• _TEXTO_
* * * * *

Tal es el caso de los capitanes Luis Daoíz y Pedro Velarde. En una España ocupada por las tropas de Napoleón Bonaparte, los ciudadanos madrileños se levantaron en armas contra las fuerzas ocupantes el 2 de mayo de 1808. El Ejército español recibió la orden de no secundar a los ciudadanos y no atacar a las tropas francesas. Sin embargo, a base de engaños, Velarde consiguió ponerse al mando de una compañía española conformada por 30 soldados y tomar el mando del Parque de Artillería de Monteleón, ubicado en la actual Plaza del dos de Mayo de Madrid, protegido por tropas francesas muy superiores, a las que dijeron que iban a ayudarles en la defensa del recinto.
Reducidos los franceses, a la instalación militar llegó entonces el capitán Daoiz, que se unió a Velarde y comenzaron a armar a los ciudadanos madrileños, que hasta ese momento se enfrentaban a las tropas francesas con palos y cualquier tipo de arma que tuvieran a su alcance. La resistencia de los ciudadanos madrileños fue limitida, pero Daoiz y Velarde aguantaron durante horas intensos combates con las tropas francesas.
Murieron en combate tras un último ataque francés con más de dos mil efectivos al Parque de Artillería de Monteleón, que los apenas cien defensores, entre militares y ciudadanos armados, no pudieron resistir. Este levantamiento fue la chispa que provocó una rebelión en cadena en la práctica totalidad de España, desembocando en la Guerra de la Independencia y la primera derrota militar de Napoleón Bonaparte.
Promoción de 1910
Ejemplo de heroísmo fue también el del teniente Diego Flomesta Moya durante del denominado Desastre de Annual en 1921. Destinado en la localidad de Abarrán, plaza recién conquistada y cuyo puesto todavía no había sido fortificado, su posición sufrió un duro ataque de los rifeños. Él fue protagonista principal de la feroz resistencia española, resultando herido en la cabeza y en un brazo. Capturado por el enemigo, le pusieron como condición para ser curado que les enseñase a usar la piezas de artillería, algo a lo que Flomesta se negó. Los rifeños le retiraron la comida hasta que cambiase de opinión, algo que no hizo. No anularon su férrea voluntad y murió de inanición.

* * * * *

Entradas del conjunto de datos:
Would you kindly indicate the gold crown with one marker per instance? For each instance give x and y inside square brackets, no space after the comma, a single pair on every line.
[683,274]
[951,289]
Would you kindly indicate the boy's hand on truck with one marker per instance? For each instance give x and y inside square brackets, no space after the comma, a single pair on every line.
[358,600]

* * * * *

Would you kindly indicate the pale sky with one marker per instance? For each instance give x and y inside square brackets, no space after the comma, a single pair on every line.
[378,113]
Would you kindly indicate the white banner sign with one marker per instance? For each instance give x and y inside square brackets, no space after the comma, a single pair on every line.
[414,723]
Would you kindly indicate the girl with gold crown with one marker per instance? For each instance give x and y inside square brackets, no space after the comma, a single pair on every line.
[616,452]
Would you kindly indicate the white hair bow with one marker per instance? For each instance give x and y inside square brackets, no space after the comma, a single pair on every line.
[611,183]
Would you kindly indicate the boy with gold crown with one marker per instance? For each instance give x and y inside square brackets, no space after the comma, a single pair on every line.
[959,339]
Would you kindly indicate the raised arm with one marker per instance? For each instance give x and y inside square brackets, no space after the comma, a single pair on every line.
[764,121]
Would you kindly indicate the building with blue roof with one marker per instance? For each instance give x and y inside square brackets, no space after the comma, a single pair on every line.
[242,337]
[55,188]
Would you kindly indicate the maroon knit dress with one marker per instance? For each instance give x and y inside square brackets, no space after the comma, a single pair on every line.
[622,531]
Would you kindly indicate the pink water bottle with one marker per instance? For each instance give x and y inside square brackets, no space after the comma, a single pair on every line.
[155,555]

* * * * *

• _TAREA_
Reescribe el fragmento del texto que empieza con "Reducidos los franceses, a" y sigue hasta "de Napoleón Bonaparte.", y reemplaza "palos" por "piedras". Los registros no guardan relación con el texto.

• _RESPUESTA_
Reducidos los franceses, a la instalación militar llegó entonces el capitán Daoiz, que se unió a Velarde y comenzaron a armar a los ciudadanos madrileños, que hasta ese momento se enfrentaban a las tropas francesas con piedras y cualquier tipo de arma que tuvieran a su alcance. La resistencia de los ciudadanos madrileños fue limitida, pero Daoiz y Velarde aguantaron durante horas intensos combates con las tropas francesas.
Murieron en combate tras un último ataque francés con más de dos mil efectivos al Parque de Artillería de Monteleón, que los apenas cien defensores, entre militares y ciudadanos armados, no pudieron resistir. Este levantamiento fue la chispa que provocó una rebelión en cadena en la práctica totalidad de España, desembocando en la Guerra de la Independencia y la primera derrota militar de Napoleón Bonaparte.